- _EXERCISE GOAL_: Will you write out, word for word, every line from the one with "Flashcard task. Put a dot on each instance of the green" to the final line of the data below, with the pictures left out?

- _DATASET_:

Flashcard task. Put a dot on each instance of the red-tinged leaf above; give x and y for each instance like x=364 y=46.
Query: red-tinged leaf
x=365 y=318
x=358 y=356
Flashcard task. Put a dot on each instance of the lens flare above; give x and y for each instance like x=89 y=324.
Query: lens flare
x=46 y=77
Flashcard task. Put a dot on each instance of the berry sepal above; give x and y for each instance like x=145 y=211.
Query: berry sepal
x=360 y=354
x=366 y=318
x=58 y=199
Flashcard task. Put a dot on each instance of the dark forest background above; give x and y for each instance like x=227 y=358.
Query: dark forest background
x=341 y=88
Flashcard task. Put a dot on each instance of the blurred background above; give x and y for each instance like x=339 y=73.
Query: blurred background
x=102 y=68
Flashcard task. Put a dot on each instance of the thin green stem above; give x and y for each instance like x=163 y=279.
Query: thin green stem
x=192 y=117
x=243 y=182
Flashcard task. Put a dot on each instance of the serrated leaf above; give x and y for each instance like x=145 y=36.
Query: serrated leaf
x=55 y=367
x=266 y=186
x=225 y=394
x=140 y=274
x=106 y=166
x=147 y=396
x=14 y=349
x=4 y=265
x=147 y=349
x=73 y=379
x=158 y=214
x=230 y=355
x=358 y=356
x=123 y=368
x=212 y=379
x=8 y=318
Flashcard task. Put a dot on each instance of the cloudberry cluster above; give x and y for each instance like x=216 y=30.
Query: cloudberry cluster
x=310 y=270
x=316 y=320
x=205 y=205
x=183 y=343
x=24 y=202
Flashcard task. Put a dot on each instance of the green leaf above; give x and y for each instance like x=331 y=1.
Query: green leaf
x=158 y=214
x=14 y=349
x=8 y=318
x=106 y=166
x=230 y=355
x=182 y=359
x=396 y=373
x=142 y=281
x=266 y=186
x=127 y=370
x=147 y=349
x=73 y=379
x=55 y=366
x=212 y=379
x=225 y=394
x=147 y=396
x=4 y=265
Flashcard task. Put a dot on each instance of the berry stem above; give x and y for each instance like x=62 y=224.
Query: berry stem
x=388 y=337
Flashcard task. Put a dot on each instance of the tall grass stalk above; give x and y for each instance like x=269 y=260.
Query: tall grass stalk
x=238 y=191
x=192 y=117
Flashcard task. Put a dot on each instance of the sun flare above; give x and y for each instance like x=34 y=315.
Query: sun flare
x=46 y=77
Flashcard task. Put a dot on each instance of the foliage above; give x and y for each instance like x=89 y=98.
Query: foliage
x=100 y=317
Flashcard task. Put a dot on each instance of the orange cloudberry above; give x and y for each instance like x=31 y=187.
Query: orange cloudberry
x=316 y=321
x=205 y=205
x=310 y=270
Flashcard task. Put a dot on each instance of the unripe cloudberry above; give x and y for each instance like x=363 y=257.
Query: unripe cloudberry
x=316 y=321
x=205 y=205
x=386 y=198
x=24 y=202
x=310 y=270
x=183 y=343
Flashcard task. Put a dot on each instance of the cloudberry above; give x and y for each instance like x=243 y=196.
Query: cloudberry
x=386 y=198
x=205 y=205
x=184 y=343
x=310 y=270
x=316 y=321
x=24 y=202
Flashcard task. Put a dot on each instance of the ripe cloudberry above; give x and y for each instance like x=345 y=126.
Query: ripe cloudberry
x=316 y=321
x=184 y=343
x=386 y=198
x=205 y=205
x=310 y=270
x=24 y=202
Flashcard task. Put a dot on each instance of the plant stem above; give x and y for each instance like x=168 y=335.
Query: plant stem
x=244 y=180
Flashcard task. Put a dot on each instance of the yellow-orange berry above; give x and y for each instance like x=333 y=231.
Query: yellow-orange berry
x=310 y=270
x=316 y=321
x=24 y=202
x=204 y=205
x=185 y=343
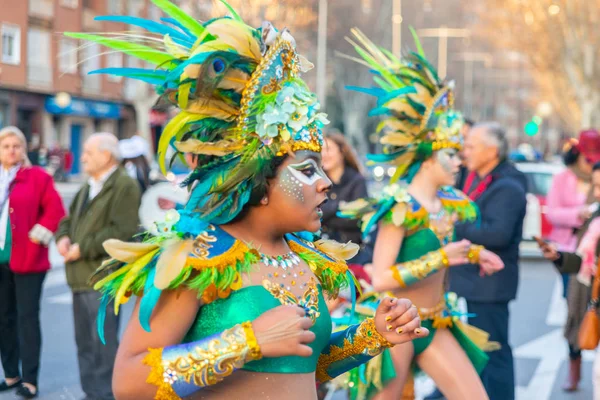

- _WRITTEN REPLY_:
Flashcard task. Put a dot on each instance of the green leaf above; give x and y for each instance like x=331 y=1.
Query: green leaf
x=158 y=214
x=14 y=349
x=8 y=318
x=106 y=166
x=230 y=355
x=182 y=359
x=396 y=373
x=142 y=281
x=266 y=186
x=127 y=370
x=147 y=349
x=73 y=379
x=55 y=366
x=212 y=379
x=225 y=394
x=147 y=396
x=4 y=265
Flashcard task. Put a dot on each instance of the berry stem above; give x and y for each instance like x=62 y=224.
Query: berry stem
x=388 y=337
Flashcard task. Put a dot on each instance of the tall grass stalk above; give x and y for each instance like x=269 y=260.
Query: tall grass stalk
x=238 y=191
x=192 y=117
Flashcard task. Put a dot on each instance of the sun flare above; give x and y for each instance like x=34 y=315.
Query: sun flare
x=46 y=77
Flashcard task. Put a dot on each instance of the foliage above; give x and y for each instance like x=89 y=98.
Query: foliage
x=100 y=317
Flashcard task. Put a dot on each instance of the orange cloudberry above; give x and y for each instance like x=31 y=187.
Query: orange cloudberry
x=316 y=321
x=205 y=205
x=310 y=270
Flashcard task. Put a dot on each instance of the unripe cloudberry above; give x and y for each instance like x=363 y=257.
Query: unripe cloudberry
x=316 y=321
x=205 y=205
x=386 y=198
x=24 y=202
x=310 y=270
x=183 y=343
Flashcard task. Put a dot on each instance of the cloudberry above; give x and y for each instance like x=243 y=196.
Query: cloudberry
x=386 y=198
x=205 y=205
x=184 y=343
x=310 y=270
x=316 y=321
x=24 y=202
Flashcard task. Put a dot on each instance of the ripe cloudberry above; give x and y for each instance like x=345 y=126.
Query: ripe cloudberry
x=316 y=321
x=184 y=343
x=386 y=198
x=205 y=205
x=310 y=270
x=24 y=202
Flashcard task. Put a dot on each instance of the plant stem above; give x and y for each instance like x=168 y=335.
Query: plant stem
x=244 y=180
Flashcard task. Put a dot on each instance of the yellow-orange berry above; give x and y for each instance like x=333 y=231.
Query: yellow-orange berry
x=310 y=270
x=316 y=321
x=24 y=202
x=204 y=205
x=185 y=343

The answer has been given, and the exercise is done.